Set exercise =
Copy out the stretch of lines from the one containing "polo shirt in this photo." through the end of the records. Leave the pictures out of your copy.

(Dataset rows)
_ _ _

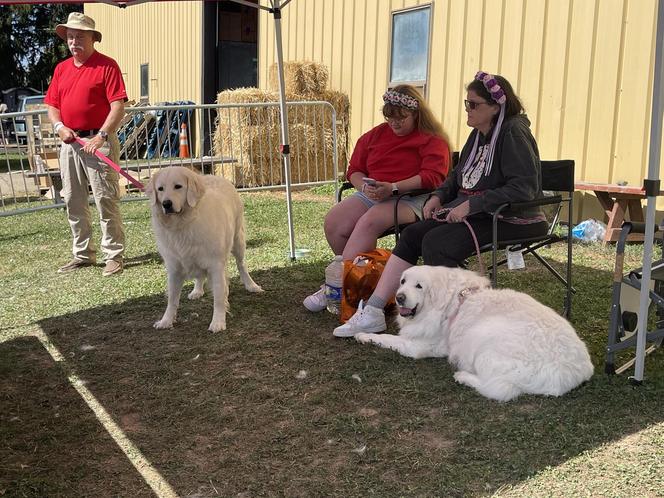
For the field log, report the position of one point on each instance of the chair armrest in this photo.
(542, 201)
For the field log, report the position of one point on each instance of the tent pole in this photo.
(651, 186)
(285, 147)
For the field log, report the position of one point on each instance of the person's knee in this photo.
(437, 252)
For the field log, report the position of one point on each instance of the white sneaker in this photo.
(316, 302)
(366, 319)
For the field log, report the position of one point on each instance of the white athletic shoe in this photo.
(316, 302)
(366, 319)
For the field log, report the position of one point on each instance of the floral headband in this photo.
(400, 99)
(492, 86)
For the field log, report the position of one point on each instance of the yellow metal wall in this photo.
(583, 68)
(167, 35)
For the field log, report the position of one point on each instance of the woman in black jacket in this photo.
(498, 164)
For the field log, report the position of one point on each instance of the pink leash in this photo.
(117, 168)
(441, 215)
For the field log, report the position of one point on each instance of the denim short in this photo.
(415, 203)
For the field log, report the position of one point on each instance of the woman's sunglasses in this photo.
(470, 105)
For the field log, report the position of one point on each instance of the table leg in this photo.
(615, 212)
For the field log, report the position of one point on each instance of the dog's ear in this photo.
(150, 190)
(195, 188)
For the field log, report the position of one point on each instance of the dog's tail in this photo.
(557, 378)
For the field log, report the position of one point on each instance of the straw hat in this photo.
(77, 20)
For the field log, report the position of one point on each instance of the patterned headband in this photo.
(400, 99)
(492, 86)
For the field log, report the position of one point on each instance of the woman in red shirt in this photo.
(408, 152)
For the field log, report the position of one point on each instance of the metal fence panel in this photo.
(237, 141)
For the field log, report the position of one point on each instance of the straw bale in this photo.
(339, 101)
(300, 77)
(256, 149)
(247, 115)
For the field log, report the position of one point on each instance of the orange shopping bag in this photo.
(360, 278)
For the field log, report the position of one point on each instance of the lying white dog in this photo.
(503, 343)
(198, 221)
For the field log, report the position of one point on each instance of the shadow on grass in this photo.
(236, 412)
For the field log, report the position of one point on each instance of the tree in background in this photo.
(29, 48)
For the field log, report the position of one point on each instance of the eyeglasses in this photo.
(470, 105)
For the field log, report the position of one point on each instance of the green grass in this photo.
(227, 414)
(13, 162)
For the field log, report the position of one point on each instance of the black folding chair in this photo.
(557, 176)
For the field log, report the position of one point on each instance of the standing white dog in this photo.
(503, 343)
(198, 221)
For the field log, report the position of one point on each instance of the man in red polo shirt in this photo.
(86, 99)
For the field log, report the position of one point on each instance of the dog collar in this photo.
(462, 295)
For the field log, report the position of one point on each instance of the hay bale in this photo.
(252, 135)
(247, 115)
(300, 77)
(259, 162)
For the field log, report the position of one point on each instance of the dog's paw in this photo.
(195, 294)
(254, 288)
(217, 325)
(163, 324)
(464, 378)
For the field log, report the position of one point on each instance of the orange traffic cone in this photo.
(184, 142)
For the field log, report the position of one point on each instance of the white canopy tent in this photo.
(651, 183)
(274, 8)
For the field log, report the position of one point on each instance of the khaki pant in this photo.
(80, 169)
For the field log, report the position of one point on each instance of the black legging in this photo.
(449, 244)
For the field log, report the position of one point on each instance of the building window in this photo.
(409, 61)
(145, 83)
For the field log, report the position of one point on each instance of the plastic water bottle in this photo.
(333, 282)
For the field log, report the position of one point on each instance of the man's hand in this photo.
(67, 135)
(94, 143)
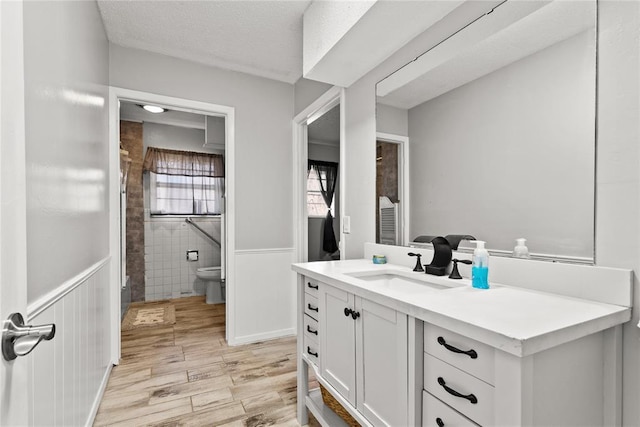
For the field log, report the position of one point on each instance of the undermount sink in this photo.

_ _ _

Task solution =
For the field log, report the position of one point on each instance of the man in red polo shirt in this photo.
(86, 99)
For the field log, report the position of one point on each instance of the dog collar in this photo.
(462, 295)
For the field log, report the position of one point on each instance of the hay bale in this photo.
(252, 135)
(247, 115)
(300, 77)
(259, 162)
For the field log, report the position of one point on each instance of the dog's paw in this photo.
(195, 294)
(254, 288)
(217, 325)
(163, 324)
(464, 378)
For the field log, report the position of one point on each instance of the orange traffic cone in this photo.
(184, 142)
For the field log, report the position of one point on each instance of the white canopy tent in this photo.
(651, 183)
(274, 8)
For the field log, report the position of one point on each instance of the khaki pant in this photo.
(80, 169)
For the field log, report the position of one point on each instance of the black legging in this photo.
(449, 244)
For the field log, report the position of one point on each instance of the building window in this photo.
(409, 61)
(145, 83)
For the field log, report the position of one point on each instance of the plastic water bottle in this photo.
(333, 282)
For the field log, report the position of one point on each instance of the man's hand in this photo.
(67, 135)
(94, 143)
For the field log, report the position of one point on each instance of the undermount sink in this photo.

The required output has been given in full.